As ruas pacatas me trouxeram o alívio do tão atordoante barulho de buzinas que sou obrigada a aguentar na cidade da Guanabara, se um dia quiser sair de lá formada. Assim, aproveitando o terreno propício, fui ler; fuçar feito criança no guarda roupas que minha avó ganhou de sua patroa no tempo que era faxineira. Um móvel curiosamente amarelo da cor de um pirulito de caramelo, mas empalhado em rococós que denunciam sua idade. Talvez, ao meu infante olhar, pareça mais açucarado do que é. Não sei dizer. O que tenho certeza, é que achei meus antigos livros, agora abandonados. Perdoem-me! Pro Rio, levei apenas os escritos de racionalidade desenvernizada pela prosa e pela poesia. Meti no maleiro, feito objeto com defeito, os romances nacionais; Drummond, Meireles, Machado, Veríssimo e biografias dos Beatles. Dentre eles, entristecido, imaginei que até um tanto ressentido, estava um livro de contos nacionais. Separei-o como quem não quer nada. Arrogante que sou, ao reencontrá-lo, ainda não dei-me aos seus afagos, sendo que deveria ser ao contrário! Só que o rancor é, sem dúvida, uma característica prioritariamente humana.

## Entradas fornecidas
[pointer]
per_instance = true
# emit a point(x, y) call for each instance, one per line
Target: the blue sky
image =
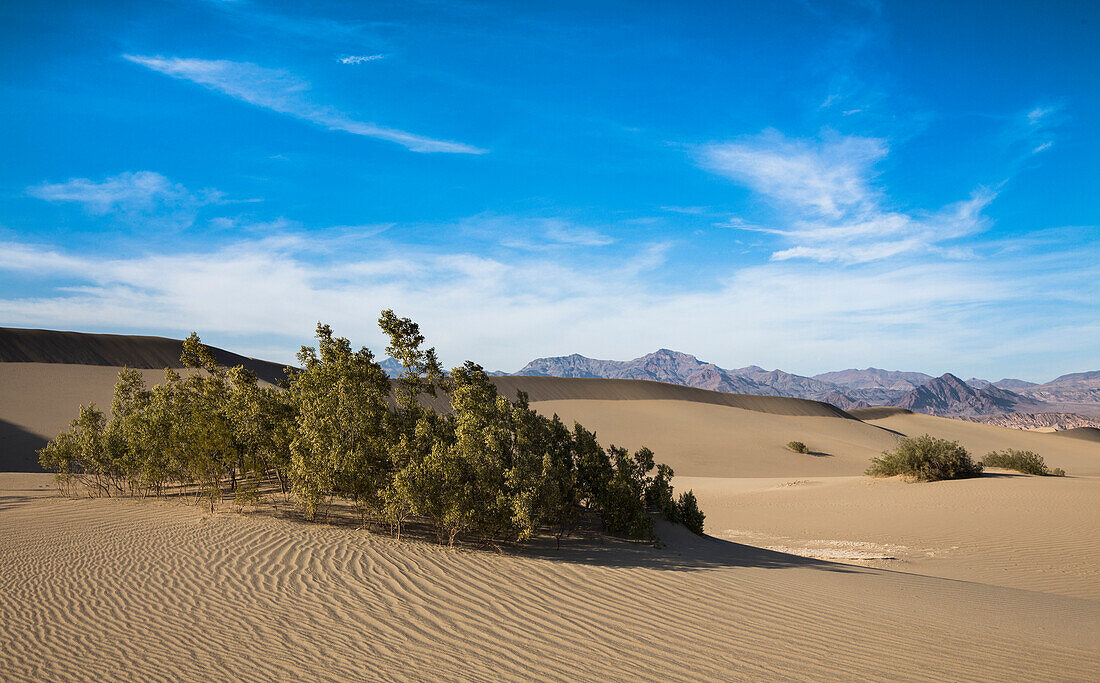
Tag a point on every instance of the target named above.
point(799, 185)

## Lista de tarefas
1. No relato sobre os livros reencontrados, de que cor é o guarda-roupa que a avó ganhou da patroa?
2. Dê continuidade ao relato sobre os livros reencontrados a partir da última frase apresentada.

## Respostas por tarefa
1. É amarelo, da cor de um pirulito de caramelo.

2.
Quando o galo cantou, fez frio como costuma fazer aqui no meio das montanhas. Tomando café com a aconchegante companhia de minha avó, soube da chegada do presente de dia das mães que dei à minha: “Mulheres que Correm com Os Lobos.” Percebi, inesperadamente, que minha mente estava rondando a realidade e fazendo-a assemelhar-se ao meu pensar: Livros. Aí que minha avó disse: “Nunu, que livro lindo que você deu pra ela!” Mulher que sou, acostumada a me esconder, quis mais uma vez, retirar-me da luz do gesto, dizendo: “Ah, vó, dei por que queria ler também!” Afinal, não deixa de ser verdade. Porém é claro, a verdade tem camadas; algumas preferimos ocultar, outras iluminar.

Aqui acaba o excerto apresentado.